Given request -> List every line in the data below that contains the string "rack", copying each one in full.

Record excerpts ->

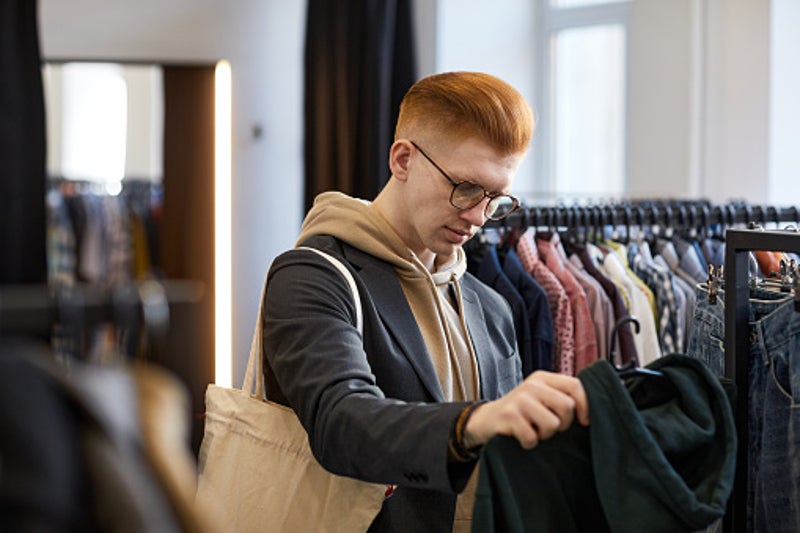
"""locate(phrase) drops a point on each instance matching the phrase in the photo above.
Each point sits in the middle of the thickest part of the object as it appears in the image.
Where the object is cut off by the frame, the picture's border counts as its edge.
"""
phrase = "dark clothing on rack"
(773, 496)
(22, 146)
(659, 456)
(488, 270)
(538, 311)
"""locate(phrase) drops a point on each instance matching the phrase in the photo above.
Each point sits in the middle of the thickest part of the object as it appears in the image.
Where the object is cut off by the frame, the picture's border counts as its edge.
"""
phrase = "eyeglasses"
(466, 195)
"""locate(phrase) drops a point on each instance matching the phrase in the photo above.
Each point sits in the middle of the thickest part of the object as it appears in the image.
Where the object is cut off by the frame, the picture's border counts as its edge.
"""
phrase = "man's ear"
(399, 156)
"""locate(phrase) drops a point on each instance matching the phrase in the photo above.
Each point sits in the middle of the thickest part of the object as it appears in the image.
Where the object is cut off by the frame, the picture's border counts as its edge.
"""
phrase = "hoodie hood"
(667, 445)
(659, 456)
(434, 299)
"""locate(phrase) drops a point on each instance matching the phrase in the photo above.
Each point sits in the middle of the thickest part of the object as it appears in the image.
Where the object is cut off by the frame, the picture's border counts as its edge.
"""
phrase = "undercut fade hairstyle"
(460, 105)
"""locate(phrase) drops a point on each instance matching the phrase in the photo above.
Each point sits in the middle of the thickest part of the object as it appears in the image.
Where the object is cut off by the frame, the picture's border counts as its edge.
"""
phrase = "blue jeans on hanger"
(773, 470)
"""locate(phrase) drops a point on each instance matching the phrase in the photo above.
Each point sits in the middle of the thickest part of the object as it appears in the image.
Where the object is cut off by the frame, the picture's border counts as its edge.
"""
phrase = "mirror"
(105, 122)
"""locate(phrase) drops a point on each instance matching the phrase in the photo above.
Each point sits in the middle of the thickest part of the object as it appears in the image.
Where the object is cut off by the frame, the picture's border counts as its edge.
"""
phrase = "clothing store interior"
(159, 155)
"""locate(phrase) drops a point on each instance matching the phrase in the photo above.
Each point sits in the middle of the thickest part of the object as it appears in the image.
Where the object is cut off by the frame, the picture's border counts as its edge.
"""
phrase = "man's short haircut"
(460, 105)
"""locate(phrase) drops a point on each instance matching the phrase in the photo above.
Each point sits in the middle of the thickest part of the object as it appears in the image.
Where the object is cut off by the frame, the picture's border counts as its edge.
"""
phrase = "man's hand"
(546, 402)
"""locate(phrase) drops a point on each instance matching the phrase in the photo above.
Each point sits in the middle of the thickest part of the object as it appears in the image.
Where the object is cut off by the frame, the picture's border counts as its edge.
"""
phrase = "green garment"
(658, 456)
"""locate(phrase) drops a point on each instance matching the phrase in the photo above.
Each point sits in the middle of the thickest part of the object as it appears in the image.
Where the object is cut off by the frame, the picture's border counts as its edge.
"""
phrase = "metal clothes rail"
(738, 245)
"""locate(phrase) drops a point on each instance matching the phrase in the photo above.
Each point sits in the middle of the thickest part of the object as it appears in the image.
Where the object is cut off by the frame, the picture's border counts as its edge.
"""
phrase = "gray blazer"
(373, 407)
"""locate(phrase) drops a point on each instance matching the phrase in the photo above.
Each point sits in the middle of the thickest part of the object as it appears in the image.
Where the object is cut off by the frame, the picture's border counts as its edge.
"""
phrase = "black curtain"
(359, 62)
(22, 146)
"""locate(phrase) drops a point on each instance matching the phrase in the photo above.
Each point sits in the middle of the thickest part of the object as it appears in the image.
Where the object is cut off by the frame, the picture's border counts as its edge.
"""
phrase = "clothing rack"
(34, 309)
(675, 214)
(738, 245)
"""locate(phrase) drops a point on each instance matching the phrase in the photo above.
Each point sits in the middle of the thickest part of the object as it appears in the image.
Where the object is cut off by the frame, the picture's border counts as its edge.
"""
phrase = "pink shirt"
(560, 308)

Answer in full ->
phrase = "dark clothing on rack"
phrase = "clothing rack"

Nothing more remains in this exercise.